> RECORDS FOR THE TASK:
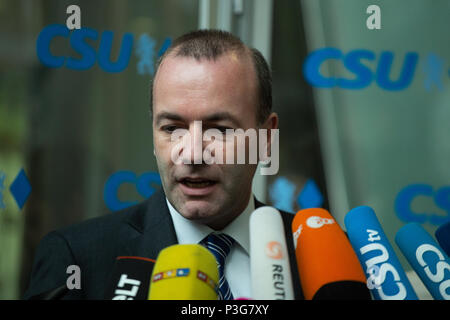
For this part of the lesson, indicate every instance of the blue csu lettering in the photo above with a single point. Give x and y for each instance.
(89, 55)
(353, 61)
(146, 185)
(407, 195)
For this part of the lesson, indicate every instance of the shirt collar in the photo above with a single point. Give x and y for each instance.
(191, 232)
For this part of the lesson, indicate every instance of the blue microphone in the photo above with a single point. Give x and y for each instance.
(426, 257)
(386, 278)
(443, 237)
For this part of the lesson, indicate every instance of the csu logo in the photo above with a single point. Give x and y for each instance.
(405, 210)
(366, 66)
(80, 41)
(145, 185)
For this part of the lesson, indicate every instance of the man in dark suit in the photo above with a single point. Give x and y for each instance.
(205, 80)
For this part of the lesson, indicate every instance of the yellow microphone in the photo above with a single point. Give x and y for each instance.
(184, 272)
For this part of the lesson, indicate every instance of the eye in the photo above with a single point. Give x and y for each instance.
(169, 128)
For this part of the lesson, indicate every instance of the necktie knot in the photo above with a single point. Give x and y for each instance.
(219, 244)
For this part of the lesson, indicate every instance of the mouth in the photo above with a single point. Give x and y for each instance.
(197, 182)
(197, 186)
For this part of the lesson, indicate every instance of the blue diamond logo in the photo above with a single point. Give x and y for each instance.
(310, 196)
(20, 189)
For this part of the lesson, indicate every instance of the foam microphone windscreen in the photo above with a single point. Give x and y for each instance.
(443, 237)
(271, 276)
(328, 267)
(130, 279)
(428, 260)
(184, 272)
(385, 276)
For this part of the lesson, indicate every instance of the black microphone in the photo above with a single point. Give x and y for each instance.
(130, 279)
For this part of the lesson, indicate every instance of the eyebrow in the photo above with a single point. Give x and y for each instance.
(218, 116)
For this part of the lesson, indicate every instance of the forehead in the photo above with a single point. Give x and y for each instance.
(186, 85)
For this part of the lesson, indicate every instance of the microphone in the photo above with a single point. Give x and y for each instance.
(184, 272)
(429, 261)
(386, 278)
(271, 275)
(443, 237)
(130, 279)
(328, 267)
(54, 294)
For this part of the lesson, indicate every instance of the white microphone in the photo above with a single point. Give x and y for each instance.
(271, 276)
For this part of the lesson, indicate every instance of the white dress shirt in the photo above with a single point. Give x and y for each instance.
(237, 265)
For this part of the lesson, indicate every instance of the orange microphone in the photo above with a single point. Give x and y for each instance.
(328, 267)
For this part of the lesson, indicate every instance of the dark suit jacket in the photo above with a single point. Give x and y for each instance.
(141, 230)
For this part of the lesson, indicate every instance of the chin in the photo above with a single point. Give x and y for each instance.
(198, 210)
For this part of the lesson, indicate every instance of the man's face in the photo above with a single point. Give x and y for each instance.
(222, 95)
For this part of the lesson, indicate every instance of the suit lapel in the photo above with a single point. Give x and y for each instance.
(154, 226)
(154, 231)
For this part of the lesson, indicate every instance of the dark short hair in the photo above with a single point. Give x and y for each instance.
(210, 45)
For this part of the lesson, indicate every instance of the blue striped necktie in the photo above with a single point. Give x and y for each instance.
(220, 245)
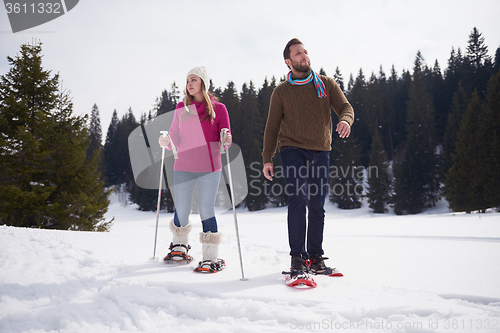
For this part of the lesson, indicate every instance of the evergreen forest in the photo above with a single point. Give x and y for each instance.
(418, 136)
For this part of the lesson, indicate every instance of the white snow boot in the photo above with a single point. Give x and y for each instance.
(210, 249)
(179, 246)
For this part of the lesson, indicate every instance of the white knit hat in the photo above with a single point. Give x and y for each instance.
(201, 71)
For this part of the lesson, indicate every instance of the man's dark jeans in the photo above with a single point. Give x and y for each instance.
(306, 173)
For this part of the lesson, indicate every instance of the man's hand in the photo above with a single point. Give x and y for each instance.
(343, 129)
(268, 171)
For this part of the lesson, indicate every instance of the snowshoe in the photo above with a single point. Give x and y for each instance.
(318, 267)
(177, 255)
(299, 273)
(299, 279)
(209, 266)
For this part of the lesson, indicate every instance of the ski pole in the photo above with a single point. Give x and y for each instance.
(154, 258)
(223, 135)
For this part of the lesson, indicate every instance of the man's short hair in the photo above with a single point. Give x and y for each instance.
(286, 52)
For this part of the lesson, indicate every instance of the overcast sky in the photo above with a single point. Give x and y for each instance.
(124, 53)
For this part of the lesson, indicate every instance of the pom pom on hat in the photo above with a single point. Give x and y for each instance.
(201, 71)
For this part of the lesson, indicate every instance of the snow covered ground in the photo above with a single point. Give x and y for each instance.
(432, 272)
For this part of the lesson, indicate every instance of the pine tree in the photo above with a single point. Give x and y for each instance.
(110, 152)
(467, 179)
(251, 135)
(346, 174)
(358, 97)
(455, 117)
(492, 190)
(378, 177)
(477, 64)
(47, 179)
(95, 132)
(417, 183)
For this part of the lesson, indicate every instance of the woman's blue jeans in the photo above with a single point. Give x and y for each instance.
(306, 173)
(184, 184)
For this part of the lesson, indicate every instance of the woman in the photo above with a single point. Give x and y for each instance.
(195, 132)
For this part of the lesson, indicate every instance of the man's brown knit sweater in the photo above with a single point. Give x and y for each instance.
(298, 117)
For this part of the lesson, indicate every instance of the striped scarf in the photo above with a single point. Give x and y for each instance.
(320, 87)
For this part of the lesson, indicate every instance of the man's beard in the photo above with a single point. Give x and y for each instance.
(298, 67)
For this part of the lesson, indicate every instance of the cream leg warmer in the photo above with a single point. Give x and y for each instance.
(180, 236)
(210, 245)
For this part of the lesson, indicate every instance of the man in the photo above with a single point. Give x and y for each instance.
(300, 124)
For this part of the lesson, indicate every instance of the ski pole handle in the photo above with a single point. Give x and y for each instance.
(174, 150)
(223, 138)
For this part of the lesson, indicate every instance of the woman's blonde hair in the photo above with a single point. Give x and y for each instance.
(209, 112)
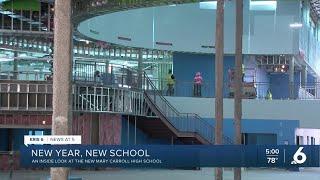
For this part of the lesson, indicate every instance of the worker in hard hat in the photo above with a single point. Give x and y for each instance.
(268, 95)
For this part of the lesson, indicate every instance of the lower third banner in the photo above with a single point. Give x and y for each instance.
(169, 156)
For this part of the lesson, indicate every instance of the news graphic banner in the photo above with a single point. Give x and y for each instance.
(51, 139)
(169, 156)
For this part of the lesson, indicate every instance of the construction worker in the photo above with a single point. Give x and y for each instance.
(170, 83)
(197, 85)
(269, 95)
(243, 72)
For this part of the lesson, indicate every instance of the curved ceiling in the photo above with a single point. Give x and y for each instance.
(191, 27)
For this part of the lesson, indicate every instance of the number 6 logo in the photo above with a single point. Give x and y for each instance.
(299, 157)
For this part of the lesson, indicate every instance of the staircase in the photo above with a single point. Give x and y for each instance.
(183, 125)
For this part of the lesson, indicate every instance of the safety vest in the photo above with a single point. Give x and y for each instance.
(169, 79)
(269, 96)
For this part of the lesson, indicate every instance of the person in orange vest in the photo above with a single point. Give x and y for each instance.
(197, 85)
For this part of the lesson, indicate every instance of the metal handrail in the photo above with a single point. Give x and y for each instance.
(190, 116)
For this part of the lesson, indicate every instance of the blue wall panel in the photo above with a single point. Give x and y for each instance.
(279, 85)
(284, 129)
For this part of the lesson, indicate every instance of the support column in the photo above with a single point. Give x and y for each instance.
(304, 78)
(238, 80)
(219, 79)
(62, 66)
(291, 78)
(140, 69)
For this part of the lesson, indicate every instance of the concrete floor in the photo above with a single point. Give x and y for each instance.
(204, 174)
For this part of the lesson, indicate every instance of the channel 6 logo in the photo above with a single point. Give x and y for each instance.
(299, 157)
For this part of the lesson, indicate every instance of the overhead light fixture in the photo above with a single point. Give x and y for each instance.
(296, 25)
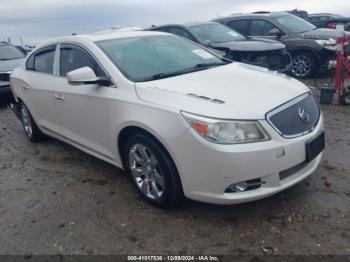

> WHAT YOU SHOULD DO: Present every line of the records above as a Markdown table with the columns Row and Line, numbering the rows. Leave out blank lines and the pictures.

> EXERCISE ANSWER:
| Row | Line |
|---|---|
| 1 | For this part of the lesson, indicate every instance of the blue csu lettering in the photo above with a single point. Give x and y for each instance. |
| 2 | (89, 55) |
| 3 | (353, 61) |
| 4 | (146, 185) |
| 5 | (407, 195) |
| 6 | For this part of the lesson, indicate every instance of the shirt collar in the photo above with a single point. Give x and y for each instance. |
| 7 | (191, 232) |
| 8 | For this part of the lesson, indicate every instance of the blue microphone in the photo above with a single point. Give x and y for each instance. |
| 9 | (426, 257) |
| 10 | (386, 278) |
| 11 | (443, 237) |
| 12 | For this part of the lesson, indicate every instance of the csu logo in the photo above with a single point. Give x and y for each instance. |
| 13 | (405, 210) |
| 14 | (366, 66) |
| 15 | (80, 41) |
| 16 | (145, 185) |
| 17 | For this part of the lesson, indicate every instance of the man in dark suit in the photo above with a single point. Give x and y for each instance. |
| 18 | (205, 80) |
| 19 | For this part of the lesson, indicate every instance of the yellow microphone in the photo above with a single point. Give x and y for each instance. |
| 20 | (184, 272) |
| 21 | For this part of the lesson, indicate every instance of the eye in the photo above with a single point. Give x and y for each instance. |
| 22 | (169, 128) |
| 23 | For this part of the lesson, indicate every instance of the necktie knot in the photo above with a single point. Give x and y for each instance. |
| 24 | (219, 244) |
| 25 | For this part of the lesson, indicate every instance of the mouth in the photo above with a single point. Give x and y for each instance. |
| 26 | (197, 182) |
| 27 | (197, 186) |
| 28 | For this part of the lesson, indicate every instance of the blue diamond logo in the photo above with a single point. Give x and y for each instance. |
| 29 | (310, 196) |
| 30 | (20, 189) |
| 31 | For this part of the lesson, indicate every instance of the foam microphone windscreen in the photo above with a single point. Give x and y for each instance. |
| 32 | (443, 237) |
| 33 | (271, 276) |
| 34 | (328, 267) |
| 35 | (130, 279) |
| 36 | (428, 260) |
| 37 | (184, 272) |
| 38 | (385, 276) |
| 39 | For this part of the lesson, indicate every instance of the black microphone in the photo above with a single point. Give x and y for each instance. |
| 40 | (130, 279) |
| 41 | For this part of the lesson, indicate every instance of the eyebrow in the photo above with a single point. Give x and y for each instance. |
| 42 | (218, 116) |
| 43 | For this part of the lesson, indicate every instance of the forehead in the photo above with a single point. Give x and y for each instance. |
| 44 | (186, 85) |
| 45 | For this part of the lesson, indicate every instance of the microphone in the photo above with a single point. Give x and y for each instance. |
| 46 | (184, 272) |
| 47 | (429, 261) |
| 48 | (386, 278) |
| 49 | (271, 275) |
| 50 | (443, 237) |
| 51 | (130, 279) |
| 52 | (328, 267) |
| 53 | (54, 294) |
| 54 | For this part of the lesson, indicate every instance of the white microphone in the photo above with a single point. Give x and y for each instance. |
| 55 | (271, 276) |
| 56 | For this part of the lesson, indicate every instance of the white dress shirt in the photo above with a single point. Give x and y for each instance. |
| 57 | (237, 265) |
| 58 | For this part of the lesson, indicate every instance of the orange microphone in the photo above with a single point. Give x and y for each instance. |
| 59 | (328, 267) |
| 60 | For this part of the lesson, indicate every instance of the dark suit jacket in the photo above with a single point. Give x and y for each instance. |
| 61 | (141, 230) |
| 62 | For this part of the lesson, indicate every instance of the chin in the photo above with a single point. Give x and y for each instance. |
| 63 | (198, 210) |
| 64 | For this part of the lesson, indicate every instance of the man's face in the photo above with a single point. Give x and y for each instance. |
| 65 | (222, 95) |
| 66 | For this part of the lesson, indicate every instance of the suit lapel in the photo above with a single point. Give x and y for each instance. |
| 67 | (154, 226) |
| 68 | (154, 231) |
| 69 | For this part of the lesson, indicate every instance of the dark short hair in the photo above with a single point. Give x and y for each instance. |
| 70 | (210, 45) |
| 71 | For this part of the lesson, indicate every instance of the blue striped necktie in the photo above with a single point. Give x and y for each instance. |
| 72 | (220, 245) |
| 73 | For this part of the lesson, indicate every instance of the evergreen forest in the photo above with a single point. Give x and y for each instance. |
| 74 | (418, 136) |
| 75 | For this part of the lesson, indicate every instance of the white snow boot in the photo above with a single point. Give x and y for each instance. |
| 76 | (210, 249) |
| 77 | (179, 246) |
| 78 | For this part of the lesson, indicate every instance of the white knit hat in the photo above with a single point. Give x and y for each instance. |
| 79 | (201, 71) |
| 80 | For this part of the lesson, indicate every instance of the man's dark jeans in the photo above with a single point. Give x and y for each instance. |
| 81 | (306, 173) |
| 82 | For this part of the lesson, indicate every instance of the man's hand in the photo above with a single point. Give x and y for each instance. |
| 83 | (343, 129) |
| 84 | (268, 171) |
| 85 | For this part of the lesson, indicate every instance of the snowshoe in the photo above with a single point. Give x and y for each instance. |
| 86 | (318, 267) |
| 87 | (177, 255) |
| 88 | (299, 273) |
| 89 | (299, 279) |
| 90 | (209, 266) |
| 91 | For this part of the lesson, indicate every instance of the ski pole in the photo above with a single point. Give x and y for each instance. |
| 92 | (154, 258) |
| 93 | (223, 135) |
| 94 | For this part of the lesson, indicate every instance of the man's short hair in the photo above with a single point. Give x and y for each instance. |
| 95 | (286, 52) |
| 96 | For this part of the lesson, indicate every instance of the overcast sky in the photo above with a single point. Give x and y for each instance. |
| 97 | (124, 53) |
| 98 | For this part of the lesson, indicate every instance of the pom pom on hat in the photo above with a single point. Give x and y for each instance. |
| 99 | (201, 71) |
| 100 | For this part of the lesson, indicate every instance of the snow covered ground in the photo above with a single point. Give x and y for each instance. |
| 101 | (432, 272) |
| 102 | For this part of the lesson, indicate every instance of the pine tree in the photo above with a single point. Give x and y for each instance. |
| 103 | (110, 152) |
| 104 | (467, 179) |
| 105 | (251, 135) |
| 106 | (346, 174) |
| 107 | (358, 97) |
| 108 | (455, 117) |
| 109 | (492, 190) |
| 110 | (378, 177) |
| 111 | (477, 64) |
| 112 | (47, 179) |
| 113 | (95, 132) |
| 114 | (417, 183) |
| 115 | For this part of the lesson, indicate every instance of the woman's blue jeans in the photo above with a single point. Give x and y for each instance. |
| 116 | (306, 173) |
| 117 | (184, 184) |
| 118 | For this part of the lesson, indicate every instance of the woman in the photo above with a single point. Give x and y for each instance. |
| 119 | (195, 132) |
| 120 | For this part of the lesson, indicate every instance of the man's brown knit sweater in the photo above with a single point. Give x and y for each instance. |
| 121 | (298, 117) |
| 122 | For this part of the lesson, indicate every instance of the striped scarf in the photo above with a single point. Give x and y for each instance. |
| 123 | (320, 87) |
| 124 | For this part of the lesson, indicate every instance of the man's beard in the photo above with a single point. Give x and y for each instance. |
| 125 | (298, 67) |
| 126 | For this part of the lesson, indicate every instance of the cream leg warmer in the photo above with a single point. Give x and y for each instance. |
| 127 | (180, 236) |
| 128 | (210, 245) |
| 129 | For this part of the lesson, indicate every instance of the man in the photo above with a single point. Give x and y for each instance. |
| 130 | (300, 124) |
| 131 | For this part of the lesson, indicate every instance of the ski pole handle in the photo above with a single point. Give x and y for each instance. |
| 132 | (174, 150) |
| 133 | (223, 138) |
| 134 | For this part of the lesson, indicate every instance of the woman's blonde hair in the photo above with a single point. Give x and y for each instance. |
| 135 | (209, 112) |
| 136 | For this part of the lesson, indicate every instance of the worker in hard hat in the photo above with a single point. Give x and y for each instance. |
| 137 | (268, 95) |
| 138 | For this part of the lesson, indicate every instance of the lower third banner in the photo above with a single point. Give x and y for each instance. |
| 139 | (169, 156) |
| 140 | For this part of the lesson, indicate every instance of the news graphic banner in the photo above with a single point. Give x and y for each instance. |
| 141 | (51, 139) |
| 142 | (169, 156) |
| 143 | For this part of the lesson, indicate every instance of the construction worker in the photo above with a single point. Give x and y for each instance. |
| 144 | (170, 83) |
| 145 | (197, 85) |
| 146 | (269, 95) |
| 147 | (243, 72) |
| 148 | For this part of the lesson, indicate every instance of the curved ceiling in the photo above with a single point. Give x and y for each instance. |
| 149 | (191, 27) |
| 150 | For this part of the lesson, indicate every instance of the number 6 logo in the photo above with a single point. Give x and y for each instance. |
| 151 | (299, 157) |
| 152 | For this part of the lesson, indicate every instance of the staircase in the photo above with a single point. Give x and y for each instance. |
| 153 | (183, 125) |
| 154 | For this part of the lesson, indicate every instance of the safety vest in the photo above with a single point. Give x and y for each instance. |
| 155 | (169, 79) |
| 156 | (269, 96) |
| 157 | For this part of the lesson, indicate every instance of the person in orange vest in the photo above with a single point. Give x and y for each instance. |
| 158 | (197, 85) |
| 159 | For this part of the lesson, indicate every instance of the metal handrail in the photo above with a single point. Give x and y for each instance. |
| 160 | (190, 116) |
| 161 | For this part of the lesson, indicate every instance of the blue wall panel in the photo above with a single point. Give x and y for each instance. |
| 162 | (279, 85) |
| 163 | (284, 129) |
| 164 | For this part of the lesson, indicate every instance of the support column in the photo above with a single point. Give x and y for each instance. |
| 165 | (304, 78) |
| 166 | (238, 80) |
| 167 | (219, 79) |
| 168 | (62, 66) |
| 169 | (291, 78) |
| 170 | (140, 69) |
| 171 | For this part of the lesson, indicate every instance of the concrete floor in the photo above with a single point. Give x and y for each instance. |
| 172 | (204, 174) |
| 173 | For this part of the lesson, indicate every instance of the channel 6 logo in the photo above with a single point. Give x and y for each instance. |
| 174 | (299, 157) |
| 175 | For this part of the lesson, indicate every instance of the overhead light fixture in the photo above with a single point. Give x and y for each instance. |
| 176 | (296, 25) |